WRITTEN TASK A: In the listing, replace "shirt sleeve" with "shirt cuff" in every line from its first line through the line holding "point(281, 704)", inclusive, keeping everything else unchanged, and return only those lines.
[Start of DOCUMENT EXTRACT]
Major efforts have been made to prevent illegal fishing in the country over the years with the implementation of the Vehicle Monitoring System (VMS) as a monitoring, control and surveillance system to trace the activities of licensed fishing vessels in Namibia.
Recently, two hundred illegal foreign fishermen were also arrested in a seek and arrest operation, a joint operation by the police, the Ministry of Fisheries and Marine Resources and the two departments of immigration and customs.
According to the Deputy Director for the directorate of Maritime Affairs in the Ministry of Works and Transport, Patrick Silishebo, “Before a vessel is allowed to be on the sea waters the department of maritime affairs first conducts a full survey where we check everything on the vessel according to our check-list.”                                                                                                                            
 Some of the things included in the check-list according to Silishebo include the vessel’s communication system, life serving equipment, fire system, first aid kit, anchor, transistor radio, life jackets for all crew members and the engine of a vessel and or propulsion system.
“Once we are satisfied, a vessel is given a safety certificate valid for 12 months.
After that, a vessel has to go through the dry dock where we check the underwater body of the vessel to determine the fitness of the vessel and to check if the thickness is still in good position as the vessel travels under water thus the sea water may eat the metal,” he said.

Dry docking is a term used for repairs or when a ship is taken to the service yard.
During dry docking, the whole ship is brought to a dry land so that the submerged portions of the hull can be cleaned or inspected.
When the vessel is now in the waters, Silishebo said his directorate conducts random inspections and flag state control inspection, in order to certify the ship’s equipment and crew and to make sure the vessel is operating according to their expectation.
“This is done because the vessel owners may go on to do what they want after being granted permission to operate in the sea waters.
Sometimes vessel owners borrow equipment from others just to go for inspection and meet the requirements in order to get a safety certificate and then they return the equipment and operate without enough equipment, which is very risky,” said Silishebo.
In order to deal with this problem, Silishebo said the Ministry of Works and Transport, through the department of Maritime Affairs, require every vessel’s equipment to be marked with its name.
The department of maritime is also responsible for the registration of a vessels so as to check the sea worthiness of the vessels upon which they will have conducted random surveys of the vessel as well.
“We have a check-list for the purpose of registration so as to ensure that a vessel registered is readily operational for it to be registered. The certificate of registry is only issued once,” concluded Silishebo.
[End of DOCUMENT EXTRACT]
WRITTEN TASK B: Reproduce the passage on vessel inspections in Namibia word for word between "During dry docking, the" and "the sea waters.", inclusive.
[Start of INPUT ROWS]
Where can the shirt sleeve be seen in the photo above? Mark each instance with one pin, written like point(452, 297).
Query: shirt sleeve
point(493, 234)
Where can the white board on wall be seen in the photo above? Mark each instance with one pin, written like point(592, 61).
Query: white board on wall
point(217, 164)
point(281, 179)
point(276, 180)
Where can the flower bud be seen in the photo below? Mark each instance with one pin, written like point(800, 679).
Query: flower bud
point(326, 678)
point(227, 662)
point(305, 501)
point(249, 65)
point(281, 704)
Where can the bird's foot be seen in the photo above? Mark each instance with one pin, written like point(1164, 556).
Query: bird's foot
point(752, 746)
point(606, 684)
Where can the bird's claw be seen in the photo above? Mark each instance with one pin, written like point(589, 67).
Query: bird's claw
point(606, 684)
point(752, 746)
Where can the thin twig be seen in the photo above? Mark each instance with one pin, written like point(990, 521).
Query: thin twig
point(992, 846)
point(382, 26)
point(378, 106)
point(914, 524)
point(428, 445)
[End of INPUT ROWS]
WRITTEN SOLUTION A:
Where can the shirt cuff be seen in the photo above? Mark each instance with one pin, written like point(452, 297).
Query: shirt cuff
point(493, 234)
Where can the white board on wall be seen in the photo above? Mark each instance with one pin, written like point(592, 61).
Query: white board on wall
point(217, 164)
point(281, 179)
point(276, 180)
Where can the flower bud be seen in the photo below? Mark each instance with one pin, written like point(800, 679).
Query: flower bud
point(326, 678)
point(227, 662)
point(305, 501)
point(249, 65)
point(281, 704)

WRITTEN SOLUTION B:
During dry docking, the whole ship is brought to a dry land so that the submerged portions of the hull can be cleaned or inspected.
When the vessel is now in the waters, Silishebo said his directorate conducts random inspections and flag state control inspection, in order to certify the ship’s equipment and crew and to make sure the vessel is operating according to their expectation.
“This is done because the vessel owners may go on to do what they want after being granted permission to operate in the sea waters.